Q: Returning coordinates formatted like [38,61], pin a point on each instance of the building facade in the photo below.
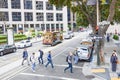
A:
[38,14]
[71,19]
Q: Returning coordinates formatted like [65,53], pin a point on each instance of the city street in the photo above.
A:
[59,53]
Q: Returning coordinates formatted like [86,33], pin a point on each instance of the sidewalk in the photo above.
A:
[103,72]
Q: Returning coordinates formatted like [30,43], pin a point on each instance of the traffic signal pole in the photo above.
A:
[98,41]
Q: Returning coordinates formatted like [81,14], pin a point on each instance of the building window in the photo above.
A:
[49,16]
[57,27]
[4,16]
[15,4]
[39,16]
[42,27]
[28,16]
[3,3]
[16,16]
[59,17]
[69,14]
[39,5]
[48,27]
[49,6]
[52,27]
[59,8]
[27,4]
[61,27]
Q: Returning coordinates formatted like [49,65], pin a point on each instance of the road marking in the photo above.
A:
[67,66]
[98,70]
[55,77]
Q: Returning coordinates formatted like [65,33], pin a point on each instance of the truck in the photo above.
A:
[52,38]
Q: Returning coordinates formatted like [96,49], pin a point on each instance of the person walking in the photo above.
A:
[113,61]
[32,59]
[108,37]
[40,58]
[69,57]
[114,51]
[25,56]
[49,58]
[76,57]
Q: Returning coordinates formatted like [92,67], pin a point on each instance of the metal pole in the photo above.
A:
[98,49]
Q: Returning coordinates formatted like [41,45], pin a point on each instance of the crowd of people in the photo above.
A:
[32,60]
[70,59]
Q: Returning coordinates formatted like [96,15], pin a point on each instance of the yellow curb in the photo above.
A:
[115,78]
[98,70]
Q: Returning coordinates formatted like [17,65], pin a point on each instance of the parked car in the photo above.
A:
[24,44]
[71,33]
[84,52]
[67,36]
[87,42]
[5,49]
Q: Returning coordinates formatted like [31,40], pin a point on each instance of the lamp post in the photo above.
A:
[97,40]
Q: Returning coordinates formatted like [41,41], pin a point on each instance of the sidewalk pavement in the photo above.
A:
[103,72]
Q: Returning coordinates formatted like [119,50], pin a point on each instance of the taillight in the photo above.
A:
[88,55]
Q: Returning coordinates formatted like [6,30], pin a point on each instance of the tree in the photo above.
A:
[87,14]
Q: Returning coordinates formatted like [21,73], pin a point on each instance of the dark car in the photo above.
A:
[5,49]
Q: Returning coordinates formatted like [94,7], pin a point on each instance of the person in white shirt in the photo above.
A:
[32,59]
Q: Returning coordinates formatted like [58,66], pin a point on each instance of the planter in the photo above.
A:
[117,42]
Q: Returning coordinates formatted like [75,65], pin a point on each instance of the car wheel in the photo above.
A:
[14,50]
[1,53]
[31,44]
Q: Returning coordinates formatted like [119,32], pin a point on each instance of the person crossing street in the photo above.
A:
[40,58]
[49,58]
[69,61]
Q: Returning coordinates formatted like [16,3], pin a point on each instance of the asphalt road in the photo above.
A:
[59,53]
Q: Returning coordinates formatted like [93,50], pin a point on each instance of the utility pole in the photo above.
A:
[98,41]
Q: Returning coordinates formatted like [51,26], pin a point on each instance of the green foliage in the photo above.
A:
[81,20]
[17,37]
[69,27]
[116,37]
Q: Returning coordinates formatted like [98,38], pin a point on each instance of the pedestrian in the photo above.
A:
[108,37]
[25,56]
[76,58]
[32,59]
[114,51]
[49,58]
[69,61]
[113,61]
[40,58]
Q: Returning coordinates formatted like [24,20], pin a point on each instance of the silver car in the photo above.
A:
[83,52]
[23,44]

Task requirements
Copy the material from the line with "Q: Returning coordinates formatted like [119,32], pin" through to the end, putting "gray car" in place of "silver car" and keeping everything else the same.

Response for this exercise
Q: Returning coordinates formatted like [119,32], pin a point on each instance of the person crossing street in the photo above.
A:
[40,58]
[49,58]
[69,61]
Q: Returning coordinates formatted like [16,3], pin a point on each instance of the asphalt road in the photo above.
A:
[59,53]
Q: Returning coordinates formatted like [93,50], pin a point on each instance of the utility pole in the photo above.
A:
[98,41]
Q: Returning coordinates formatted like [51,26], pin a point on each instance of the green foliage in the photo above.
A:
[81,20]
[17,37]
[69,27]
[116,37]
Q: Returning coordinates formatted like [98,38], pin a point on each instance of the pedestrian in the photo above.
A:
[108,37]
[25,56]
[76,58]
[32,59]
[114,51]
[49,58]
[69,61]
[113,61]
[40,58]
Q: Returning coordinates formatted like [24,20], pin a point on each instance of the gray car in the photo above.
A:
[83,52]
[23,44]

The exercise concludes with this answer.